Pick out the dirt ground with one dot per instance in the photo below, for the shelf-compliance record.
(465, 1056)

==

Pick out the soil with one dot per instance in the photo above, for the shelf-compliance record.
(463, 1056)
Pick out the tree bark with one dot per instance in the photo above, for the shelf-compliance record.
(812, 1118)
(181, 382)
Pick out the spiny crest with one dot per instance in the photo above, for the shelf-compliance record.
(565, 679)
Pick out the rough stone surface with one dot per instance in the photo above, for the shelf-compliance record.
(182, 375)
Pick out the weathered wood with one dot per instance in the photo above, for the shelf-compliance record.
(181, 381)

---

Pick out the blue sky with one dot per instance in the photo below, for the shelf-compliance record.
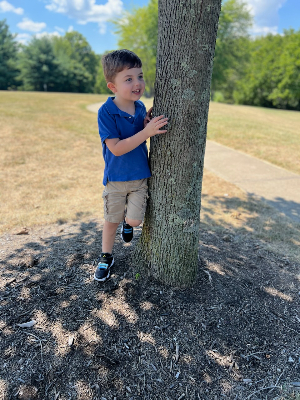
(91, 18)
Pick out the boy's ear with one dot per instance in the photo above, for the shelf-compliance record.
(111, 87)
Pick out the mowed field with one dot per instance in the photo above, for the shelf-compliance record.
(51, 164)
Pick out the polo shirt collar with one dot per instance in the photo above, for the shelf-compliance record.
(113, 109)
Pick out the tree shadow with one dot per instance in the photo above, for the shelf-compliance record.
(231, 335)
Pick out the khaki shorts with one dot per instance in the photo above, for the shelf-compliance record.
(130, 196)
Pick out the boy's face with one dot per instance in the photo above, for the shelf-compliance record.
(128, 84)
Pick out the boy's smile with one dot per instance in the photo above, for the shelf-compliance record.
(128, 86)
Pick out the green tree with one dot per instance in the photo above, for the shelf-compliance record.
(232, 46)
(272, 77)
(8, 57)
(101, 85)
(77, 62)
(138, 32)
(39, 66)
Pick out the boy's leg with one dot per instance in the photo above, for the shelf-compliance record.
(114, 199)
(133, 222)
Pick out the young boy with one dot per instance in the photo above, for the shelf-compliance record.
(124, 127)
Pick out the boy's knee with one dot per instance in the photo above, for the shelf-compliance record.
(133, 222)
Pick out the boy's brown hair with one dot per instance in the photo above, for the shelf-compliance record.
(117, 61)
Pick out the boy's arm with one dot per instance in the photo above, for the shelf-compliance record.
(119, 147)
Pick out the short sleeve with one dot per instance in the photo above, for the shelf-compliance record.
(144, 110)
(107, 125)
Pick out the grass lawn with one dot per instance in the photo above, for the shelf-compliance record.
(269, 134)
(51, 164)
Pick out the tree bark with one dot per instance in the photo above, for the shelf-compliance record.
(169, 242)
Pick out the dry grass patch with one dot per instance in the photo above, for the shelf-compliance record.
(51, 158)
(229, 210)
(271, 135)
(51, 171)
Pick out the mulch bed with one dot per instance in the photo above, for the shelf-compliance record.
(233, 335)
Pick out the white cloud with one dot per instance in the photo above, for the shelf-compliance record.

(Exercise instructions) Using the data above, transcribe the lines that run from the line with "Pick out the mulch" to the line with "Pick out the white", both ends kept, and output nothing else.

(Response box)
Pick out the mulch bed with one dot per instance in the photo above, for the shelf-compliance record.
(233, 335)
Pick out the white cloud with one dot per instance in the photo above, for the shelf-compliance record.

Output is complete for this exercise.